-- Start of SUPPLIED INFORMATION --
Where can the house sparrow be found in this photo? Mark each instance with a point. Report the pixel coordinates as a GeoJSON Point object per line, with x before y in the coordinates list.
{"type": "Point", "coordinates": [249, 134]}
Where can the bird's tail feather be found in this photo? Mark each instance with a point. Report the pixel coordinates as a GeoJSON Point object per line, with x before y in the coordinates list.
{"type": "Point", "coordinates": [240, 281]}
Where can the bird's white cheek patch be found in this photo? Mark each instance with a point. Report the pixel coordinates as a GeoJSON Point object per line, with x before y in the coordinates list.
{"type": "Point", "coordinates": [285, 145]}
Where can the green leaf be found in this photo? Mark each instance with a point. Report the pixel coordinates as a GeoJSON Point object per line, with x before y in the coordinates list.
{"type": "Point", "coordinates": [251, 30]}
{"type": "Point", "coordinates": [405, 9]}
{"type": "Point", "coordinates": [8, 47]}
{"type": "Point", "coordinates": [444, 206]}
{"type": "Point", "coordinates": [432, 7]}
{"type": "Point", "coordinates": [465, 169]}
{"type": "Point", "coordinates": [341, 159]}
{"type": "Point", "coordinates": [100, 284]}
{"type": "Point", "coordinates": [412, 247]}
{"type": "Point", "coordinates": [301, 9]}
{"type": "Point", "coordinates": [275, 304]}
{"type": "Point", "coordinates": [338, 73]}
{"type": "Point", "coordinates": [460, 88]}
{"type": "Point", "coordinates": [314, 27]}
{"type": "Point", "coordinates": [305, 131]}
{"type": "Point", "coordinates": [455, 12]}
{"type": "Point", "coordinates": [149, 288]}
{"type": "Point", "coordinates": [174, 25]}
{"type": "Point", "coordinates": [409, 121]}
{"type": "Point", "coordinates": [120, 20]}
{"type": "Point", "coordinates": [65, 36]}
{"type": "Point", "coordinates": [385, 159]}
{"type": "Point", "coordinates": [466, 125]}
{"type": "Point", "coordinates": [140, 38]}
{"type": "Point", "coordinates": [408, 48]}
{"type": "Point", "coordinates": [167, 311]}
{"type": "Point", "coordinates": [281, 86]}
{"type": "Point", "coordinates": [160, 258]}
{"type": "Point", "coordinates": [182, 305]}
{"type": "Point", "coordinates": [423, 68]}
-- End of SUPPLIED INFORMATION --
Replace every "instance" in the records above with "occurrence", and reproduce the records with all other text left unchanged.

Where can the house sparrow be found in this photo? Mark each occurrence with a point. Report the pixel coordinates as a GeoJSON Point object per line, with x before y in the coordinates list.
{"type": "Point", "coordinates": [249, 134]}
Where can the bird's tail feather be found in this photo? Mark each occurrence with a point. Report the pixel coordinates as a GeoJSON Point object per line, with x before y in the coordinates list.
{"type": "Point", "coordinates": [240, 281]}
Where can the bird's white cheek patch be found in this photo? Mark each occurrence with a point. Report the pixel coordinates as a GeoJSON Point object per line, with x before y in the coordinates list.
{"type": "Point", "coordinates": [285, 145]}
Where can the green leaf be found in this photo? Mark each occurrence with a point. Report the pixel coordinates as a GeoJSON Point object per line, with x before y in the coordinates list.
{"type": "Point", "coordinates": [251, 30]}
{"type": "Point", "coordinates": [405, 9]}
{"type": "Point", "coordinates": [8, 47]}
{"type": "Point", "coordinates": [444, 206]}
{"type": "Point", "coordinates": [432, 7]}
{"type": "Point", "coordinates": [465, 169]}
{"type": "Point", "coordinates": [341, 159]}
{"type": "Point", "coordinates": [100, 284]}
{"type": "Point", "coordinates": [412, 247]}
{"type": "Point", "coordinates": [301, 9]}
{"type": "Point", "coordinates": [275, 304]}
{"type": "Point", "coordinates": [338, 73]}
{"type": "Point", "coordinates": [460, 88]}
{"type": "Point", "coordinates": [314, 27]}
{"type": "Point", "coordinates": [305, 131]}
{"type": "Point", "coordinates": [455, 12]}
{"type": "Point", "coordinates": [149, 288]}
{"type": "Point", "coordinates": [174, 25]}
{"type": "Point", "coordinates": [409, 121]}
{"type": "Point", "coordinates": [120, 20]}
{"type": "Point", "coordinates": [65, 36]}
{"type": "Point", "coordinates": [385, 159]}
{"type": "Point", "coordinates": [466, 125]}
{"type": "Point", "coordinates": [140, 38]}
{"type": "Point", "coordinates": [408, 48]}
{"type": "Point", "coordinates": [167, 311]}
{"type": "Point", "coordinates": [281, 86]}
{"type": "Point", "coordinates": [160, 258]}
{"type": "Point", "coordinates": [182, 305]}
{"type": "Point", "coordinates": [423, 68]}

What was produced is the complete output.